Output exactly the lines that run from the line with "Can you see the bare tree" to the end of the material, both ends included, and no other lines.

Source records
★ ★ ★ ★ ★ ★ ★

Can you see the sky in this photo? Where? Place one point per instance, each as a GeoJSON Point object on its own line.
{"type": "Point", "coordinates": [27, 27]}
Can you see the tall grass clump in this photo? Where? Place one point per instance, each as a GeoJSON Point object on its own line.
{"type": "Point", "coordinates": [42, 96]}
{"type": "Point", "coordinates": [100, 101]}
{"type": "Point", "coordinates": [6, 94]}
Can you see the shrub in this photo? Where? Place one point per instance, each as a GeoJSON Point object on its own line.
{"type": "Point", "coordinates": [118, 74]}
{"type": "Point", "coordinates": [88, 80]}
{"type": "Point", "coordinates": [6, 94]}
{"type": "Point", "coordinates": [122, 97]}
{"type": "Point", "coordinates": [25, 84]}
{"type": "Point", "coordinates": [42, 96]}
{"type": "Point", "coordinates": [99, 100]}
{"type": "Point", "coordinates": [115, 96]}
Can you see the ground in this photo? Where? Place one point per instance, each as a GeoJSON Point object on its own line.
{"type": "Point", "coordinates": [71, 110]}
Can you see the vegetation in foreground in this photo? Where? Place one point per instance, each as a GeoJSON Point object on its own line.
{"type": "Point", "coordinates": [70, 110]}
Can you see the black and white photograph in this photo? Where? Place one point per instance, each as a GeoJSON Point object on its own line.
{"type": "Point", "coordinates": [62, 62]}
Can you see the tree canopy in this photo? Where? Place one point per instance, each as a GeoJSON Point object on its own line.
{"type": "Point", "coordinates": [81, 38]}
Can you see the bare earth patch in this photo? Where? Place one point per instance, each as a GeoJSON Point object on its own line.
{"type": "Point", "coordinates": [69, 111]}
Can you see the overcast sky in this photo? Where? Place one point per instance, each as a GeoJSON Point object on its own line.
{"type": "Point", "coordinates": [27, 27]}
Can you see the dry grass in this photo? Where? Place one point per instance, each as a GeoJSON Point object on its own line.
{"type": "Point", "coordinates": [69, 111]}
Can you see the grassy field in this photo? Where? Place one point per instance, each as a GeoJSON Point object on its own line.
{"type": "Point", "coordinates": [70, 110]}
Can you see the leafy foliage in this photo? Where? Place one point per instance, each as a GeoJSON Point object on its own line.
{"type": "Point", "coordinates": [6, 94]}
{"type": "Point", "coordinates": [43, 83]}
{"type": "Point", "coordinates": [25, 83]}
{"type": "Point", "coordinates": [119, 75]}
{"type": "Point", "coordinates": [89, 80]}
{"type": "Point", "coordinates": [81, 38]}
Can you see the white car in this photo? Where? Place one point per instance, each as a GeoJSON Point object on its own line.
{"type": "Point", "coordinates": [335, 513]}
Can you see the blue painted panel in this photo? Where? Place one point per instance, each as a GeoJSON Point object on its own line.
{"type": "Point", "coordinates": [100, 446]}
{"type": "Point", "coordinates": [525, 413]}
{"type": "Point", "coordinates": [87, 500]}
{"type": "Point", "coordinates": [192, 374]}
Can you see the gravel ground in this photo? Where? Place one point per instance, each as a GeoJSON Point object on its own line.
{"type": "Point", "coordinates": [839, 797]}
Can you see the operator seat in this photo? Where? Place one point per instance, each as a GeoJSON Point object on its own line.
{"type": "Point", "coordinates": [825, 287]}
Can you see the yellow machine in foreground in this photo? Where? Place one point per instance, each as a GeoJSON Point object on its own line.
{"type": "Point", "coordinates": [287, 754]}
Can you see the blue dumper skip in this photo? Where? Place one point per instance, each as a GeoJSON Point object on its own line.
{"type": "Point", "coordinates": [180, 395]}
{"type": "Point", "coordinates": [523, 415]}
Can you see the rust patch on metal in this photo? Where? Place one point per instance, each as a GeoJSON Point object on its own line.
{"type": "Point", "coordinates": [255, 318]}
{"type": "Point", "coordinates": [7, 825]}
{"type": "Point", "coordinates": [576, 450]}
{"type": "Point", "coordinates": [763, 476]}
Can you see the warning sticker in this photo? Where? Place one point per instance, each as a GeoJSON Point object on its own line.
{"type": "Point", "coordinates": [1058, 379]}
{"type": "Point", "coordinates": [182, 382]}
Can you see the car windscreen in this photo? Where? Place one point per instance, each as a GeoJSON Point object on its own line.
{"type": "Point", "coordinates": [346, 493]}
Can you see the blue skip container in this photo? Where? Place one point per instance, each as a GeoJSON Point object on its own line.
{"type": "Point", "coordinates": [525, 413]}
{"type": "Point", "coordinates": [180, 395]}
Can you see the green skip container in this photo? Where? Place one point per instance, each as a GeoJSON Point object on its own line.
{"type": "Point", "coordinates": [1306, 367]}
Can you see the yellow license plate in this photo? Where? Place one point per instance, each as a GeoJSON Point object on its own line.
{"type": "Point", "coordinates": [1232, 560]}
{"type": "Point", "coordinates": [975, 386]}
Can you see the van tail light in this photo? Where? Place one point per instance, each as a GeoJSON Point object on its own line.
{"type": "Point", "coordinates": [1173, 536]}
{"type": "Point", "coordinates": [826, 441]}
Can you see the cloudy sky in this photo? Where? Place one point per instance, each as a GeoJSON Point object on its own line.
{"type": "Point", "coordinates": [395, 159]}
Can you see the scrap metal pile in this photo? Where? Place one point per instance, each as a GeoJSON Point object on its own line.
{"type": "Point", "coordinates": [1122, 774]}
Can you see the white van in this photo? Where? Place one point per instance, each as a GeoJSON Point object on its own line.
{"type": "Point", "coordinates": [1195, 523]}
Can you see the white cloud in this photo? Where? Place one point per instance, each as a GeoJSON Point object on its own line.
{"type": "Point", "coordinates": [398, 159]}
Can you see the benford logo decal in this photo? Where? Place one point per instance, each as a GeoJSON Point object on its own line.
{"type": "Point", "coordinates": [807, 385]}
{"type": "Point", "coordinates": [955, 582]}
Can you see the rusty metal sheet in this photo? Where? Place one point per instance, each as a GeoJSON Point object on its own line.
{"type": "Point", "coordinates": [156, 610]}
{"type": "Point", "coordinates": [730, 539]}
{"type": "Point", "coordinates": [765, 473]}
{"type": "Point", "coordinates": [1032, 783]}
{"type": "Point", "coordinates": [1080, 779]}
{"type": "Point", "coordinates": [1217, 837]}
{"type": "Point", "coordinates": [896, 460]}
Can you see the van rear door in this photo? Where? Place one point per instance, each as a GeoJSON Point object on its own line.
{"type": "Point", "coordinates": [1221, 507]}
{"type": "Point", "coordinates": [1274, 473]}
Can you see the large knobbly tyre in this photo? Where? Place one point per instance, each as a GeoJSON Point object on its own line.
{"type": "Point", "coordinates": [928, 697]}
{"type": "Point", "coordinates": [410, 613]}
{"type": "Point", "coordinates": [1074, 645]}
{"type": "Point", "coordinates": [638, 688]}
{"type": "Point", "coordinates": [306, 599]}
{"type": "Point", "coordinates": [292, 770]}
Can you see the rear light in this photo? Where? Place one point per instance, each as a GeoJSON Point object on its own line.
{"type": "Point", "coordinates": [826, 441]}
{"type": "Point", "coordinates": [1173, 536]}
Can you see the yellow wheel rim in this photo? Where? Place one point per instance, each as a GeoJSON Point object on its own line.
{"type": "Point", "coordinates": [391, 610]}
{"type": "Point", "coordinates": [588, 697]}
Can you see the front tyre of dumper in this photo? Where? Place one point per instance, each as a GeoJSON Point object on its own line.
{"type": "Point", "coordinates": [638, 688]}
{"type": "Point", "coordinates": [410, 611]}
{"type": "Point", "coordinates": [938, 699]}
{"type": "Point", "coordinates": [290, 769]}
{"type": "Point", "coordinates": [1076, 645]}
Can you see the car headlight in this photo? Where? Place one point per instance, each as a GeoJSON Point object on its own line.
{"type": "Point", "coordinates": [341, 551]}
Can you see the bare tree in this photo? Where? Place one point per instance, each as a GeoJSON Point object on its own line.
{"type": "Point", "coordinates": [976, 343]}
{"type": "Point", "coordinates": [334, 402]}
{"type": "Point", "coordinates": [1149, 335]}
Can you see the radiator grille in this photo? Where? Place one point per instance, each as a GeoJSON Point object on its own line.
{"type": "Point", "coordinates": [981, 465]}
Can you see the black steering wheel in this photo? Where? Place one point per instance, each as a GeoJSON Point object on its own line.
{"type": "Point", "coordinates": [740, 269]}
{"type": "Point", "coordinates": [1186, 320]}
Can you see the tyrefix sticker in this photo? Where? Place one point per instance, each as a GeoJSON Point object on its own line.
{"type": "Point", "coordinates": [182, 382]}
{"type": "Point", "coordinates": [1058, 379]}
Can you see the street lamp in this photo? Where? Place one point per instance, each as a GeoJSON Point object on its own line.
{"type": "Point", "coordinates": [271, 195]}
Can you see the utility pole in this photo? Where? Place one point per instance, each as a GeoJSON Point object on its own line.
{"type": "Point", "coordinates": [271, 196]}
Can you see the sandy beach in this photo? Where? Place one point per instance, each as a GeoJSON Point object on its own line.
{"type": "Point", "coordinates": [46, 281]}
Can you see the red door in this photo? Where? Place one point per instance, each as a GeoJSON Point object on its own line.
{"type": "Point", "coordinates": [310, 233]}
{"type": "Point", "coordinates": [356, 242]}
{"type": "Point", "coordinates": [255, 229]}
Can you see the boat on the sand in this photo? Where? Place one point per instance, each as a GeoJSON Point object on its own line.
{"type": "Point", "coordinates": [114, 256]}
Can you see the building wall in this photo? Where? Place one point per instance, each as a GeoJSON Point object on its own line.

★ ★ ★ ★ ★ ★ ★

Solution to the problem
Can you see the bare tree in this photo? Where? Place one point per instance, each as a GeoJSON Point object on its own line.
{"type": "Point", "coordinates": [976, 343]}
{"type": "Point", "coordinates": [334, 402]}
{"type": "Point", "coordinates": [1149, 335]}
Can you see the radiator grille in this photo? Where? Place one point per instance, each as a GeoJSON Point object on its own line.
{"type": "Point", "coordinates": [981, 465]}
Can you see the black steering wheel in this photo? Where? Place one point per instance, each as a GeoJSON Point object on its own line.
{"type": "Point", "coordinates": [740, 269]}
{"type": "Point", "coordinates": [1186, 320]}
Can you see the tyrefix sticker in this photo? Where? Place one point per instance, each as a GeoJSON Point object on its own line.
{"type": "Point", "coordinates": [182, 382]}
{"type": "Point", "coordinates": [1058, 379]}
Can you see the street lamp in this photo? Where? Place one point per instance, each as a GeoJSON Point object on its own line.
{"type": "Point", "coordinates": [271, 195]}
Can you see the utility pole in this photo? Where? Place one point per instance, each as a GeoJSON Point object on its own line.
{"type": "Point", "coordinates": [271, 196]}
Can you see the sandy beach in this photo? Where? Place one point per instance, each as a GeoJSON Point object on its own line.
{"type": "Point", "coordinates": [46, 281]}
Can you see the red door in this photo? Where? Place one point per instance, each as a GeoJSON Point object on its own line.
{"type": "Point", "coordinates": [310, 233]}
{"type": "Point", "coordinates": [356, 242]}
{"type": "Point", "coordinates": [255, 229]}
Can you see the boat on the sand in this photo? Where? Place one point per instance, each as a GeoJSON Point object on its own line.
{"type": "Point", "coordinates": [114, 256]}
Can you see the building wall in this photo? Where? Place one point per instance, each as a GeoJSON Point object on its own line.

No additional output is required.